## BEGIN Material for this exercise

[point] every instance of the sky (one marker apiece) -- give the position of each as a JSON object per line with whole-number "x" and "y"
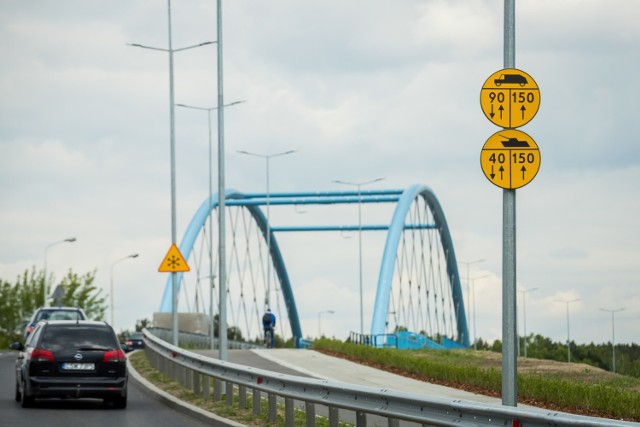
{"x": 359, "y": 90}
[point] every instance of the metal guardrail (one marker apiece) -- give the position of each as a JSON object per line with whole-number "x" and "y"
{"x": 198, "y": 373}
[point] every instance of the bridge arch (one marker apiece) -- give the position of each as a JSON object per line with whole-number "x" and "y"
{"x": 389, "y": 260}
{"x": 418, "y": 219}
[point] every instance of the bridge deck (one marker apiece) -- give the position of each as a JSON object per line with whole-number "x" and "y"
{"x": 317, "y": 365}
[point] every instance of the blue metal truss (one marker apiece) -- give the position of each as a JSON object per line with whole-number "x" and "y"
{"x": 403, "y": 198}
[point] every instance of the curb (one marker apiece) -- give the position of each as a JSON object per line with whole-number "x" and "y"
{"x": 177, "y": 404}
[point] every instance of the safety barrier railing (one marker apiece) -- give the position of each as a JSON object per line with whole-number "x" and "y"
{"x": 216, "y": 378}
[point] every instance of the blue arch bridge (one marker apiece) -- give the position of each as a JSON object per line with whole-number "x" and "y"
{"x": 418, "y": 301}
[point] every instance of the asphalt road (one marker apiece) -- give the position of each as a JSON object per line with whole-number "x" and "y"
{"x": 142, "y": 409}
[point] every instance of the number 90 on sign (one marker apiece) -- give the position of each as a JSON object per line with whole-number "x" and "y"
{"x": 510, "y": 159}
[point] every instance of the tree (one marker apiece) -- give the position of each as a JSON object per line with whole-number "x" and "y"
{"x": 19, "y": 300}
{"x": 79, "y": 291}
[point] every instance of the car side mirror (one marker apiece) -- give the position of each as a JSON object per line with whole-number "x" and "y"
{"x": 16, "y": 346}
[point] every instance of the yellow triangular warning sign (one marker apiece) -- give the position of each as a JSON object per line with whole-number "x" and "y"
{"x": 173, "y": 262}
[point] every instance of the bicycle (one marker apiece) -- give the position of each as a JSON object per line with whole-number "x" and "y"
{"x": 269, "y": 341}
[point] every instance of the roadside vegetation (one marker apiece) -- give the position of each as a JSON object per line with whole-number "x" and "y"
{"x": 567, "y": 387}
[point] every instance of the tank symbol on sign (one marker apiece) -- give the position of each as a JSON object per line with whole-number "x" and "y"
{"x": 510, "y": 98}
{"x": 511, "y": 79}
{"x": 514, "y": 142}
{"x": 510, "y": 159}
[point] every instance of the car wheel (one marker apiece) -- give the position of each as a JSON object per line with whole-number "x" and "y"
{"x": 120, "y": 402}
{"x": 28, "y": 401}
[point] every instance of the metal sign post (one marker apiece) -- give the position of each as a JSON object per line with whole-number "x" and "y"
{"x": 509, "y": 315}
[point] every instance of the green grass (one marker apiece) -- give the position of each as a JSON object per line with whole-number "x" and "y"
{"x": 564, "y": 387}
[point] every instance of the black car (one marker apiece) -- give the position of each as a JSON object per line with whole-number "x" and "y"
{"x": 53, "y": 313}
{"x": 135, "y": 341}
{"x": 71, "y": 359}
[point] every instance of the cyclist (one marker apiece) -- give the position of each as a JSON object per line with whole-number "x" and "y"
{"x": 269, "y": 324}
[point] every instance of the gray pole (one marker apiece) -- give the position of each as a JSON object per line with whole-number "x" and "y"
{"x": 360, "y": 258}
{"x": 469, "y": 296}
{"x": 524, "y": 316}
{"x": 358, "y": 185}
{"x": 174, "y": 282}
{"x": 222, "y": 273}
{"x": 568, "y": 328}
{"x": 613, "y": 336}
{"x": 267, "y": 299}
{"x": 267, "y": 157}
{"x": 211, "y": 275}
{"x": 44, "y": 283}
{"x": 509, "y": 314}
{"x": 211, "y": 284}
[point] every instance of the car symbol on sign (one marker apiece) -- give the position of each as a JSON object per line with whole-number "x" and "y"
{"x": 511, "y": 79}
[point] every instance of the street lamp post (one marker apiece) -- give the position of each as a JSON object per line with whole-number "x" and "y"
{"x": 267, "y": 157}
{"x": 319, "y": 320}
{"x": 44, "y": 281}
{"x": 113, "y": 325}
{"x": 473, "y": 285}
{"x": 524, "y": 316}
{"x": 468, "y": 263}
{"x": 171, "y": 50}
{"x": 211, "y": 275}
{"x": 613, "y": 336}
{"x": 358, "y": 185}
{"x": 568, "y": 338}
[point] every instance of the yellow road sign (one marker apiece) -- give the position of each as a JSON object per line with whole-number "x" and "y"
{"x": 173, "y": 262}
{"x": 510, "y": 159}
{"x": 510, "y": 98}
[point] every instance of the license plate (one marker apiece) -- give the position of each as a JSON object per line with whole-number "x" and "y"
{"x": 78, "y": 366}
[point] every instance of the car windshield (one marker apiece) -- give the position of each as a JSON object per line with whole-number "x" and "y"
{"x": 73, "y": 337}
{"x": 59, "y": 315}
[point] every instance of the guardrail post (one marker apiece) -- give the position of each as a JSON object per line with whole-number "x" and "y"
{"x": 217, "y": 389}
{"x": 257, "y": 406}
{"x": 334, "y": 416}
{"x": 242, "y": 396}
{"x": 310, "y": 410}
{"x": 188, "y": 378}
{"x": 206, "y": 382}
{"x": 196, "y": 383}
{"x": 288, "y": 412}
{"x": 273, "y": 409}
{"x": 229, "y": 393}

## END Material for this exercise

| Objective |
Output, exactly, all the records above; include no pictures.

| Finished task |
[point] every instance of the sky (one marker apiece) -- give the position of each as a JSON object per line with whole-number "x" and "y"
{"x": 359, "y": 90}
[point] every instance of the metal guardrail (one marker apiece) -- give the position of each as a JSON object per line with whole-number "x" and "y"
{"x": 198, "y": 373}
[point] every instance of the bridge arch (one marker apiece) -- give the position of each as a JSON object per line with whole-number "x" and "y"
{"x": 389, "y": 260}
{"x": 418, "y": 219}
[point] every instance of the bridge deck (one marker apiece) -- give the position of each as a JSON object per line with whole-number "x" and "y"
{"x": 317, "y": 365}
[point] every instance of the blue metal truss (one marker apiece) -- give the position of each as a JSON object per line with whole-number "x" and "y"
{"x": 403, "y": 198}
[point] every instance of the curb (one marker apiece) -- give the position of each as a JSON object per line with whole-number "x" and "y"
{"x": 177, "y": 404}
[point] every instance of the safety barrier railing (one marker apiece) -- give the position of each as a JSON object per line with whole-number "x" and "y"
{"x": 216, "y": 378}
[point] every instance of the blue arch bridge (one marker apiece) -- give the position of each as a JSON object per line with whole-number "x" and "y"
{"x": 418, "y": 301}
[point] every instance of the asphalt road (one marker apiece) -- give the position of each as a JSON object per line with whole-number "x" and "y"
{"x": 142, "y": 409}
[point] every instance of the number 90 on sign (one marker apiece) -- give the position of each as a JSON object per line with whole-number "x" and "y"
{"x": 510, "y": 159}
[point] every instance of the tree (one marker apiece) -- give the position of each as a JSON object per line with whole-number "x" and "y"
{"x": 19, "y": 300}
{"x": 79, "y": 291}
[point] every instance of the car side mirror (one marker apiece) -- give the position of each as a JSON object per line with whole-number "x" and "y"
{"x": 16, "y": 346}
[point] every instance of the yellow triangular warning sign (one marker apiece) -- give the position of each as a JSON object per line with whole-number "x" and "y"
{"x": 173, "y": 262}
[point] every instance of the bicycle (one marker apiece) -- give the position of each as a JSON object per line with whole-number "x" and "y"
{"x": 269, "y": 341}
[point] every instance of the roadside vegetation (one marker apiece) -- give the position of each as a JSON object per line with whole-number "x" and "y"
{"x": 567, "y": 387}
[point] every instance of the tank symbol on sign (one marker apiece) -- give the position of each as a JSON object per line with whole-number "x" and "y"
{"x": 510, "y": 98}
{"x": 511, "y": 79}
{"x": 514, "y": 142}
{"x": 510, "y": 159}
[point] every instance of the car wheel (one marker apiece) -- give the position of each as a JSON object per line with whole-number "x" and "y"
{"x": 120, "y": 402}
{"x": 28, "y": 401}
[point] every instance of the metal sign post (one marker apiece) -- give the position of each as a JSON object per line with whole-number "x" and "y"
{"x": 509, "y": 315}
[point] every instance of the green grass (one marker apiece) -- give the position of each as a JSON object per line with whole-number "x" and "y"
{"x": 564, "y": 387}
[point] every instance of the black car (one marker apiece) -- give the position of each as a JSON object per line with whole-number "x" and "y"
{"x": 53, "y": 313}
{"x": 135, "y": 341}
{"x": 71, "y": 359}
[point] every instance of the cyclist (one marker apiece) -- give the position of each as a JSON object per line with whole-number "x" and "y"
{"x": 269, "y": 324}
[point] every instance of the gray pole (one marker apiece) -- give the position of each as a JSON object per line with whole-number "x" and "y"
{"x": 360, "y": 258}
{"x": 469, "y": 296}
{"x": 524, "y": 316}
{"x": 358, "y": 185}
{"x": 174, "y": 282}
{"x": 222, "y": 273}
{"x": 568, "y": 328}
{"x": 613, "y": 336}
{"x": 267, "y": 299}
{"x": 267, "y": 157}
{"x": 211, "y": 275}
{"x": 44, "y": 283}
{"x": 509, "y": 314}
{"x": 211, "y": 284}
[point] every instance of the car symbol on sign (one marker apiece) -- give the position of each as a JSON object per line with whole-number "x" and "y"
{"x": 511, "y": 79}
[point] every instance of the street lamp post (one marker apiece) -- give the position of each as a JSON object per line with whole-number "x" and "y"
{"x": 267, "y": 157}
{"x": 319, "y": 320}
{"x": 44, "y": 281}
{"x": 113, "y": 325}
{"x": 473, "y": 285}
{"x": 524, "y": 316}
{"x": 468, "y": 263}
{"x": 171, "y": 50}
{"x": 211, "y": 275}
{"x": 613, "y": 336}
{"x": 358, "y": 185}
{"x": 568, "y": 338}
[point] every instance of the yellow road sign (one marker apiece) -- give the position of each as a JSON object per line with whole-number "x" and "y"
{"x": 173, "y": 262}
{"x": 510, "y": 159}
{"x": 510, "y": 98}
[point] every instance of the license plate (one marker apiece) -- give the position of each as a JSON object per line with whole-number "x" and "y"
{"x": 78, "y": 366}
[point] every instance of the car windshield (one marker apiece) -- give the position of each as a JSON object per line with whole-number "x" and "y"
{"x": 73, "y": 337}
{"x": 59, "y": 315}
[point] every instance of the guardrail post (one marker apiece) -- give the position of each as a JSON object per line with whole-number "x" and "y"
{"x": 217, "y": 389}
{"x": 257, "y": 406}
{"x": 334, "y": 416}
{"x": 242, "y": 396}
{"x": 310, "y": 410}
{"x": 188, "y": 378}
{"x": 206, "y": 382}
{"x": 196, "y": 383}
{"x": 288, "y": 412}
{"x": 273, "y": 409}
{"x": 229, "y": 393}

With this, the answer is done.